■ RECORD EXTRACTS ■
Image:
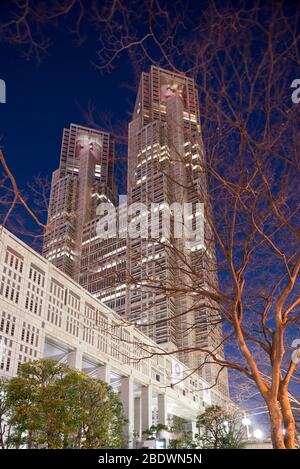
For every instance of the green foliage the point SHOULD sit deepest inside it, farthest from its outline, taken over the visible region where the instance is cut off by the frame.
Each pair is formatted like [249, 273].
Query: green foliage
[53, 406]
[184, 439]
[219, 429]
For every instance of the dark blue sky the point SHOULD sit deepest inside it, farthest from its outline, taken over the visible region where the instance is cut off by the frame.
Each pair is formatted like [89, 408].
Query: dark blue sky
[42, 98]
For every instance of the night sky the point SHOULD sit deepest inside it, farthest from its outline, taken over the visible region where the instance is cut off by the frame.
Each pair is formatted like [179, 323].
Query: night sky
[43, 98]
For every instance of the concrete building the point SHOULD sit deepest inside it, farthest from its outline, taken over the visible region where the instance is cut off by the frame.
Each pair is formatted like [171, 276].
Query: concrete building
[155, 284]
[44, 313]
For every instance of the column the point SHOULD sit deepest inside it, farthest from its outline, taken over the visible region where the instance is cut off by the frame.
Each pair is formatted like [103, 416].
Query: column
[74, 359]
[146, 404]
[103, 373]
[162, 408]
[126, 397]
[137, 416]
[194, 428]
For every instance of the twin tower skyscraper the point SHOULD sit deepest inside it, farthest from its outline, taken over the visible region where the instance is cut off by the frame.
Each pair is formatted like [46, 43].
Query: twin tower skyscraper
[156, 284]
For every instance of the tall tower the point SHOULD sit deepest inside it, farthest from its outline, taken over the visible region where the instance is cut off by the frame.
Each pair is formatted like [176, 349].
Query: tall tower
[167, 276]
[85, 176]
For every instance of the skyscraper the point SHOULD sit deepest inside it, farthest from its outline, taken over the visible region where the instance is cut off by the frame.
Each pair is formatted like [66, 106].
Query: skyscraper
[165, 166]
[155, 283]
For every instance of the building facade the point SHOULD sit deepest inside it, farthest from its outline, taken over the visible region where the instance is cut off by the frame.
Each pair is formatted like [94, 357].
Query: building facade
[156, 283]
[44, 313]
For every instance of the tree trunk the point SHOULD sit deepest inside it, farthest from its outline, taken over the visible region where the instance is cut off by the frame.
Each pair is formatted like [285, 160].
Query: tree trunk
[288, 418]
[276, 424]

■ PROBLEM TO WORK ON ■
Write out all of the records above line for line, leaving out the picture.

■ RESPONSE ■
Image:
For every instance of the green foliage the point SHOULD sit deepest inside it, farthest from its outline, taken over the visible region where the instance is cut off by the frame.
Each pair is formatted like [249, 273].
Query: green foliage
[53, 406]
[184, 439]
[219, 429]
For every instance of the dark blue sky the point SHOULD sit deepest inside it, farthest from its outline, taken over the visible region where the instance is cut off by the frame.
Each pair is formatted like [89, 408].
Query: dark blue sky
[42, 98]
For every instance of the night sky the point SHOULD sit deepest inside it, farthest from its outline, taken over the visible region where the instance is cut off by the frame.
Each pair is formatted like [179, 323].
Query: night sky
[43, 98]
For every instance of the concrete building the point SHOULD sit deepest inside it, farthest from its outline, taken over the visible region where the instance is cut off by the frame.
Each pair is formatted like [171, 276].
Query: concrete building
[155, 284]
[44, 313]
For every instance of the column the point SHOULD sit deepest inside it, farthest from its outline, taken over the visible region where the instance is cut off by the frame.
Each pair is formatted like [103, 416].
Query: column
[74, 359]
[146, 404]
[103, 373]
[162, 408]
[126, 397]
[137, 416]
[194, 428]
For every instance of the twin tower skyscraper the point SHOULD sit deepest inside it, farthest from its outline, taken over the visible region where the instance is cut off by the frame.
Each pair is formatted like [46, 43].
Query: twin tower skyscraper
[156, 284]
For every instance of the tall tower the point SHOULD sit deepest inside it, farthest from its outline, taken over the visible region where the instance is cut off by the frame.
Each pair is formatted like [176, 349].
Query: tall tower
[167, 276]
[85, 176]
For every instance of the skyscraper the point SHOULD sit deepest inside it, farthest from its outline, taken over the visible region where the instance is cut off by the frame.
Each pair is formatted like [66, 106].
Query: skyscraper
[165, 166]
[155, 283]
For every instance of the building facade the point SHOULD sit deepest inside it, farthest from its outline, taken over the visible region where the instance is cut off by the frame.
Each pair is formatted like [94, 357].
Query: building facade
[156, 283]
[44, 313]
For every instance of the tree trunk the point SHOULD sit deepest inside it, farthest from its outline, taken over the visible region where the instance is cut off by the frame.
Each pair is formatted like [285, 160].
Query: tree trunk
[288, 418]
[276, 424]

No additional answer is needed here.